_Recorded information_:

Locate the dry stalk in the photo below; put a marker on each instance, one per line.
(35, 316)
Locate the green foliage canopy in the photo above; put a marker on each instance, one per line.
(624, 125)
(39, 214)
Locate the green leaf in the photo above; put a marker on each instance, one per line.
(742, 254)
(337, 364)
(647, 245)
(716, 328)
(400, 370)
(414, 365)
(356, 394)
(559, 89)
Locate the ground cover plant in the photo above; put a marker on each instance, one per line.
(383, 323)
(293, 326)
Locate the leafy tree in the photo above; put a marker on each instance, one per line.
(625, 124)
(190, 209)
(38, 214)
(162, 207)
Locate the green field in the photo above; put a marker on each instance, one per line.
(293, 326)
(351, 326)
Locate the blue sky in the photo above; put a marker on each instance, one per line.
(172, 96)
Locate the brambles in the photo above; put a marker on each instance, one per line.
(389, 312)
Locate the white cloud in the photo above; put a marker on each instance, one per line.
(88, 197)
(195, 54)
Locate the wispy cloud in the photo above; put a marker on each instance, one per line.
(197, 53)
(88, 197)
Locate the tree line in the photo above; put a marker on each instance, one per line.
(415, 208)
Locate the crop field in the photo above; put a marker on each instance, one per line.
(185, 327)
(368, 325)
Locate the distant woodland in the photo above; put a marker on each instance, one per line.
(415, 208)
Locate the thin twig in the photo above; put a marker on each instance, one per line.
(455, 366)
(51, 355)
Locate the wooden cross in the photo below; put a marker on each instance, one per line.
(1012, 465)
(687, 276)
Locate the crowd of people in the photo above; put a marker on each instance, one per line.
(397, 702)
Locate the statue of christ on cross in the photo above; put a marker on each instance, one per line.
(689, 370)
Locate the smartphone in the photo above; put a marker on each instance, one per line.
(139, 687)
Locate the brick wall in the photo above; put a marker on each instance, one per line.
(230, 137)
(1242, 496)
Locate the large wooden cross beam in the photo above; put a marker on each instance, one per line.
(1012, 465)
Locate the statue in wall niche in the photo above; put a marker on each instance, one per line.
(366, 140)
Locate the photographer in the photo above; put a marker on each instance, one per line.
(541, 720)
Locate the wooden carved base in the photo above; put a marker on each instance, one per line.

_Short task_: Please render the listing above as a Markdown table with the columns Row and Line, numbering each row and leaving out any blank lines.

_Result of the task_:
| Row | Line |
|---|---|
| 1 | Locate the dry stalk in the photo below; put a marker on each instance, one per line. |
| 2 | (35, 316) |
| 3 | Locate the green foliage canopy in the photo above; put a marker on each instance, one per line. |
| 4 | (624, 125) |
| 5 | (39, 214) |
| 6 | Locate the green leaf in the photo above; put a marker on each instance, one per line. |
| 7 | (742, 254) |
| 8 | (337, 364) |
| 9 | (647, 245) |
| 10 | (716, 328) |
| 11 | (400, 370) |
| 12 | (414, 365) |
| 13 | (356, 394) |
| 14 | (559, 89) |
| 15 | Locate the ground cover plant in the photo above; put a marker on each instance, one per line. |
| 16 | (383, 323) |
| 17 | (293, 326) |
| 18 | Locate the leafy tree in the photo above; put a marker on each instance, one per line. |
| 19 | (625, 124) |
| 20 | (190, 209) |
| 21 | (38, 214) |
| 22 | (162, 207) |
| 23 | Locate the green field in the photo above; put a marker on each instance, one per line. |
| 24 | (293, 326) |
| 25 | (351, 326) |
| 26 | Locate the blue sky in the photo above; put a marker on each instance, one per line. |
| 27 | (172, 96) |
| 28 | Locate the brambles in the photo above; put a marker on each instance, one per line. |
| 29 | (389, 312) |
| 30 | Locate the white cloud in the photo above; put a marker on each instance, one per line. |
| 31 | (88, 197) |
| 32 | (195, 54) |
| 33 | Locate the wispy cloud in the photo above; put a marker on each instance, one per line. |
| 34 | (197, 53) |
| 35 | (88, 197) |
| 36 | Locate the tree line in the photo above; put a marker on each instance, one per line. |
| 37 | (415, 208) |
| 38 | Locate the crop field in the photo above; put a marker on each instance, one per line. |
| 39 | (185, 327) |
| 40 | (368, 325) |
| 41 | Locate the distant woodland in the photo above; put a marker on each instance, one per line. |
| 42 | (415, 208) |
| 43 | Locate the thin twig in the photo above; put a marker on each instance, one per line. |
| 44 | (455, 366) |
| 45 | (51, 355) |
| 46 | Locate the wooden cross in the photo below; put a marker on each instance, one per line. |
| 47 | (1012, 465) |
| 48 | (687, 276) |
| 49 | Locate the crowd of people in the photo above; put a marker on each instance, one per line. |
| 50 | (397, 702) |
| 51 | Locate the statue of christ on cross in the photo above; put a marker on each instance, one per line. |
| 52 | (689, 370) |
| 53 | Locate the smartphone in the photo above; put a marker on each instance, one per line. |
| 54 | (139, 687) |
| 55 | Locate the brick wall in the photo above; put a marker on each instance, one per line. |
| 56 | (230, 137) |
| 57 | (1242, 496) |
| 58 | Locate the large wooden cross beam in the photo above; put a marker on each instance, one per line. |
| 59 | (1012, 465) |
| 60 | Locate the statue in wall niche in the photo above; put a marker on each instance, one per line. |
| 61 | (366, 140) |
| 62 | Locate the photographer in the photo above; put a marker on each instance, one per line. |
| 63 | (541, 720) |
| 64 | Locate the wooden carved base in the photo above; put a marker on each instance, one per line. |